*Information provided*

◇ ◇ ◇ ◇ ◇

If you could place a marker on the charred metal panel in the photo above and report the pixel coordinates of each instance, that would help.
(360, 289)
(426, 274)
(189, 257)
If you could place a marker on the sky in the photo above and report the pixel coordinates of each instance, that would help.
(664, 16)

◇ ◇ ◇ ◇ ◇

*What you need to do*
Recopy all the lines exactly as they appear.

*Response*
If you could place a marker on the charred metal panel in the photo above and report the pixel coordinates of each instance, that would help.
(360, 289)
(426, 274)
(189, 257)
If you could place a marker on the sky in the photo above and report the pixel coordinates of each instance, that would help.
(664, 16)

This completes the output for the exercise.